Put each line of the entries below into a JSON list of strings, one string per line, skipping blank lines. Leave the pictures out.
-- Start PROVIDED RECORDS --
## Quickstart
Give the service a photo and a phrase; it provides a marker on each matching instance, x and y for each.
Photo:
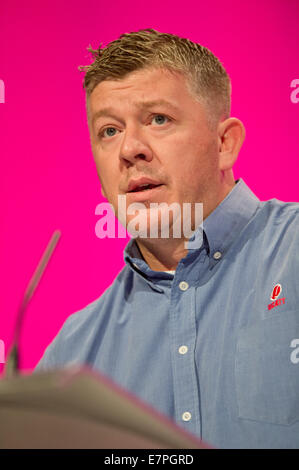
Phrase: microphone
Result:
(13, 360)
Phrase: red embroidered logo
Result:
(276, 293)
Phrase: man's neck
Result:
(165, 254)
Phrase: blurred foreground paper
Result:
(78, 408)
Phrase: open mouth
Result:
(145, 187)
-- End PROVIDED RECORDS --
__COMPLETED EXERCISE__.
[
  "## Quickstart",
  "Give the service a photo and a phrase; it provides a marker on each matching instance, x and y for each.",
  "Photo:",
  "Phrase: microphone",
  "Result:",
  "(13, 360)",
  "Phrase: red embroidered logo",
  "Result:",
  "(276, 293)",
  "Phrase: man's neck",
  "Result:",
  "(165, 254)",
  "Phrase: blurred foreground paper",
  "Result:",
  "(78, 408)",
  "Phrase: open mouth",
  "Result:",
  "(145, 187)"
]